The _répertoire of this theatre was pretty varied, and included, besides German dramas, like Scipio the African, Don Juan and Don Pedro, and the like, free translations from Molière, as also German farces of a very rough character. There were, besides a few original Russian dramas (partly contributed, apparently, by Nathalie), which were compositions drawn from the lives of the Saints, and from some Polish novels, widely read at that time in Russian manuscript translations.

It was out of these elements and out of West European models that the Russian drama evolved, when the theatre became, in the middle of the eighteenth century, a permanent institution. It is most interesting to note, that it was not in either of the capitals, but in a provincial town, Yarosláv, under the patronage of the local tradesmen, that the first permanent Russian theatre was founded, in 1750, and also that it was by the private enterprise of a few actors: the two brothers Vólkoff, Dmitrévsky, and several others. The Empress Elisabeth--probably following the advice of Sumarókoff, who himself began about that time to write dramas--ordered these actors to move to St. Petersburg, where they became "artists of the Imperial Theatre," in the service of the Crown. Thus, the Russian theatre became, in 1756, an institution of the Government.

SUMARÓKOFF (1718-1777), who wrote, besides verse and fables (the latter of real value), a considerable number of tragedies and comedies, played an important part in the development of the Russian drama. In his tragedies he imitated Racine and Voltaire. He followed strictly their rules of "unity," and cared even less than they did for historical truth; but as he had not the great talent of his French masters, he made of his heroes mere personifications of certain virtues or vices, figures quite devoid of life, and indulging in endless pompous monologues. Several of his tragedies (Hórev, written in 1747, Sináv and Trúvor, Yaropólk and Dilitza, Dmitri the Impostor) were taken from Russian history; but after all their heroes were as little Slavonian as Racine's heroes were Greek and Roman. This, however, must be said in favour of Sumarókoff, that he never failed to express in his tragedies the more advanced humanitarian ideas of the times--sometimes with real feeling, which pierced through even the conventional forms of speech of his heroes. As to his comedies, although they had not the same success as his serious dramas, they were much nearer to life. They contained touches of the real life of Russia, especially of the life of the Moscow nobility, and their satirical character undoubtedly influenced Sumarókoff's followers.

_AVAILABLE DATA_
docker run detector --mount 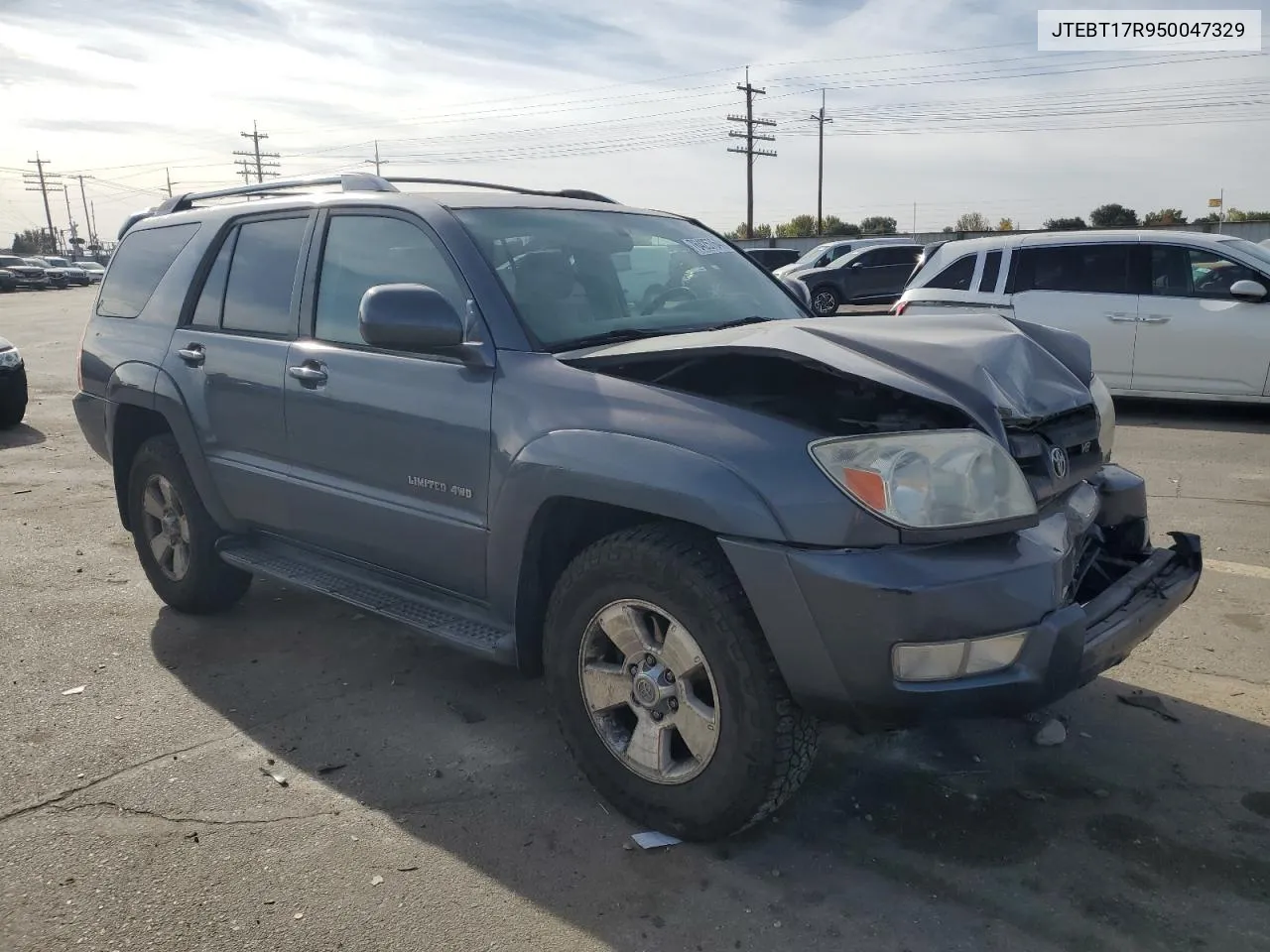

_DIRECTIVES_
(a) Turn the paragraph of the passage on Russian drama that begins "It was out of these elements" into a short list that keeps its main facts.
(b) According to the passage on Russian drama, which writers did Sumarókoff imitate in his tragedies?
(c) Pick up the passage on Russian drama after its final sentence and carry it on.
The lines have no connection to the passage on Russian drama.

_RESPONSES FOR EACH TASK_
(a)
- Russian drama grew out of these elements and West European models once the theatre became a permanent institution in the mid-eighteenth century.
- The first permanent Russian theatre was founded in 1750 in the provincial town of Yarosláv, not in either capital, under the patronage of local tradesmen.
- It began as the private enterprise of a few actors: the two Vólkoff brothers, Dmitrévsky and several others.
- Empress Elisabeth, probably on Sumarókoff's advice, ordered these actors to St. Petersburg, where they became "artists of the Imperial Theatre" in the service of the Crown.
- In 1756 the Russian theatre became a Government institution.

(b) He imitated Racine and Voltaire.

(c)
KNYAZHNIN (1742-1791) followed on the same lines. Like Sumarókoff he translated tragedies from the French, and also wrote imitations of French tragedies, taking his subjects partly from Russian history (Rossláv, 1748; Vadim of Nóvgorod, which was printed after his death and was immediately destroyed by the Government on account of its tendencies towards freedom).

OZEROFF (1769-1816) Continued the work of Knyazhnin, but introduced the sentimental and the romantic elements into his pseudo-classical tragedies (Oedipus in Athens, Death of Olèg). With all their defects these tragedies enjoyed a lasting success, and powerfully contributed to the development of both the stage and a public of serious playgoers.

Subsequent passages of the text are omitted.